The Fund does not isolate that portion of the results of operations resulting from changes in foreign exchange rates on investments from the fluctuations arising from changes in market prices of securities held. Such fluctuations are included with the net realized and unrealized gain or loss from investments.
The Fund reports net realized foreign exchange gains or losses that arise from sales of foreign currencies, currency gains or losses realized between the trade and settlement dates on securities transactions, and the difference between the amounts of dividends, interest, and foreign withholding taxes recorded on the Fund’s books and the U.S. dollar equivalent of the amounts actually received or paid. Net unrealized foreign exchange gains and losses arise from changes in the fair values of assets and liabilities, other than investments in securities at period end, resulting from changes in exchange rates.
G.Distributions to Shareholders. Distributions to shareholders from net investment income, if any, for the Fund are declared and paid at least annually. Distributions to shareholders from net realized gains on securities, if any, for the Fund normally are declared and paid on an annual basis. Distributions are recorded on the ex-dividend date.
Acruence Active Hedge U.S. Equity ETF
|
Notes to Consolidated Financial Statements March 31, 2024 (Continued) |
H.Use of Estimates. The preparation of consolidated financial statements in conformity with U.S. GAAP requires management to make estimates and assumptions that affect the reported amounts of assets and liabilities and disclosure of contingent assets and liabilities at the date of the consolidated financial statements and the reported amounts of increases and decreases in net assets from operations during the reporting period. Actual results could differ from those estimates.
I. Share Valuation. The NAV per share of the Fund is calculated by dividing the sum of the value of the securities held by the Fund, plus cash or other assets, minus all liabilities by the total number of shares outstanding for the Fund, rounded to the nearest cent. The Fund’s shares will not be priced on the days on which the New York Stock Exchange (“NYSE”) is closed for trading.

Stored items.
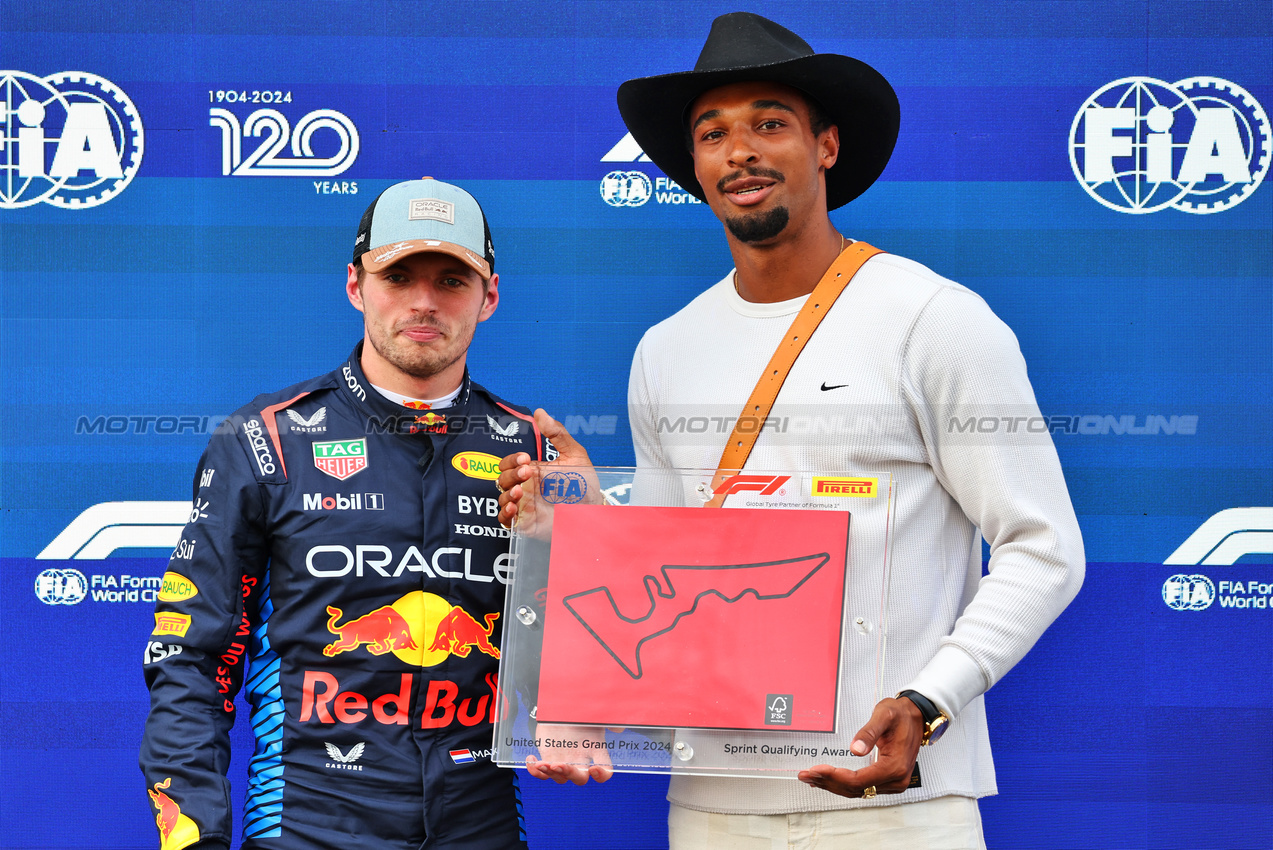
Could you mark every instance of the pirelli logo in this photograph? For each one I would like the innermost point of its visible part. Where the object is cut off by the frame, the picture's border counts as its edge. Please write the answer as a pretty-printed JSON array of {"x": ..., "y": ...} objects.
[{"x": 863, "y": 487}]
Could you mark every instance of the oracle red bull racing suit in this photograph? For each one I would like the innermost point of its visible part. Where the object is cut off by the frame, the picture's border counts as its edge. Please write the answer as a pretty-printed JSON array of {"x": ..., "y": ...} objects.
[{"x": 344, "y": 551}]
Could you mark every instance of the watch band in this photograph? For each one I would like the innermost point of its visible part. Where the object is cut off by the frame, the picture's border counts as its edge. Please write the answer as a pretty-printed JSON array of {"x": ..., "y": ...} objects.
[{"x": 935, "y": 719}]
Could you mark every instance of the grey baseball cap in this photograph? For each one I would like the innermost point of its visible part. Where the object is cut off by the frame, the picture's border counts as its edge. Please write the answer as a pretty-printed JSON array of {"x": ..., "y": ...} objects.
[{"x": 420, "y": 216}]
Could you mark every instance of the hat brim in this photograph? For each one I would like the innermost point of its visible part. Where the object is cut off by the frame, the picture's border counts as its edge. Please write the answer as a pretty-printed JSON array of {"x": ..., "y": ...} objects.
[
  {"x": 378, "y": 258},
  {"x": 854, "y": 96}
]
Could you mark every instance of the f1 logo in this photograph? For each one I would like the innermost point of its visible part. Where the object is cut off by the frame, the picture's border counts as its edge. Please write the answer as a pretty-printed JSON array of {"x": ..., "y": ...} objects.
[{"x": 765, "y": 485}]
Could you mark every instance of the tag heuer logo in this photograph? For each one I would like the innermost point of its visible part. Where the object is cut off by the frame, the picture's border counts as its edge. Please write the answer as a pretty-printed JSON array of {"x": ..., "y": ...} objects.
[{"x": 341, "y": 458}]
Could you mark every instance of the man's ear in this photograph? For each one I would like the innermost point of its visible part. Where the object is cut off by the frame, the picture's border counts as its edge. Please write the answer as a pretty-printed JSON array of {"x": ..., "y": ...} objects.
[
  {"x": 829, "y": 146},
  {"x": 353, "y": 289},
  {"x": 492, "y": 298}
]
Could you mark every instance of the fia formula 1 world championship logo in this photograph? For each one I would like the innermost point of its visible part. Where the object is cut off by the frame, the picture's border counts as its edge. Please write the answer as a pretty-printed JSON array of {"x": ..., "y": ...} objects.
[
  {"x": 70, "y": 139},
  {"x": 1198, "y": 145}
]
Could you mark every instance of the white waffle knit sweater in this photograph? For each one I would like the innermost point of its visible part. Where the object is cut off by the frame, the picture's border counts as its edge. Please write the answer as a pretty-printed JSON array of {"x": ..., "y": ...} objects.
[{"x": 889, "y": 383}]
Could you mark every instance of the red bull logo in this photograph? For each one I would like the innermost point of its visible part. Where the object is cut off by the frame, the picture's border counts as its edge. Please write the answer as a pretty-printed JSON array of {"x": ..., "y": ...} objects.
[
  {"x": 432, "y": 423},
  {"x": 826, "y": 486},
  {"x": 421, "y": 629},
  {"x": 176, "y": 830},
  {"x": 458, "y": 633},
  {"x": 381, "y": 631},
  {"x": 323, "y": 701}
]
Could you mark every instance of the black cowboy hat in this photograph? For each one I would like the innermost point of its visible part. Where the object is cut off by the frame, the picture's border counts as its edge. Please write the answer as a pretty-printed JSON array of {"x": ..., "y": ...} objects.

Aim 1. From the notes on the fund's financial statements, list every source the Fund names for its net realized foreign exchange gains or losses.
Aim 2. Using the notes on the fund's financial statements, decide whether each statement agrees with them, answering yes or no and quoting the words that settle it: (a) Distributions from net investment income are declared and paid at least once a year. (b) The Fund separates the part of its results caused by exchange rate changes from the part caused by market price changes. (c) The NAV per share is rounded to the nearest dollar.
Aim 3. Extend the notes on the fund's financial statements, picking up right after their final sentence.
You won't need the stored items for any of this.

Task answer 1.
- Sales of foreign currencies
- Currency gains or losses realized between the trade and settlement dates on securities transactions
- The difference between the amounts of dividends, interest, and foreign withholding taxes recorded on the Fund's books and the U.S. dollar equivalent of the amounts actually received or paid

Task answer 2.
(a) Yes: "Distributions to shareholders from net investment income, if any, for the Fund are declared and paid at least annually."
(b) No: "The Fund does not isolate that portion of the results of operations resulting from changes in foreign exchange rates on investments from the fluctuations arising from changes in market prices of securities held."
(c) No: "rounded to the nearest cent"

Task answer 3.
J. Guarantees and Indemnifications. In the normal course of business, the Fund enters into contracts with service providers that contain general indemnification clauses. The Fund’s maximum exposure under these arrangements is unknown as this would involve future claims that may be made against the Fund that have not yet occurred. However, based on experience, the Fund expects the risk of loss to be remote.
K.Illiquid Securities. Pursuant to Rule 22e-4 under the 1940 Act, the Fund has adopted a Board-approved Liquidity Risk Management Program (the “Program”) that requires, among other things, that the Fund limit its illiquid investments that are assets to no more than 15% of the value of the Fund’s net assets. An illiquid investment is any security that the Fund reasonably expects cannot be sold or disposed of in current market conditions in seven calendar days or less without the sale or disposition significantly changing the market value of the investment. If the Fund should be in a position where the value of illiquid investments held by the Fund exceeds 15% of the Fund’s net assets, the Fund will take such steps as set forth in the Program.
L.Derivatives Transactions. Pursuant to Rule 18f-4 under the 1940 Act, the SEC imposes limits on the amount of derivatives a fund can enter into, eliminates the asset segregation and cover framework arising from prior SEC guidance for covering derivatives and certain financial instruments currently used by funds to comply with Section 18 of the 1940 Act and treats derivatives as senior securities. Under Rule 18f-4, a fund’s derivatives exposure is limited through a value-at-risk test. Funds whose use of derivatives is more than a limited specified exposure amount are required to establish and maintain a comprehensive derivatives risk management program, subject to oversight by a fund’s board of trustees, and appoint a derivatives risk manager. The Fund has implemented a Rule 18f-4 Derivative Risk Management Program that complies with Rule 18f-4.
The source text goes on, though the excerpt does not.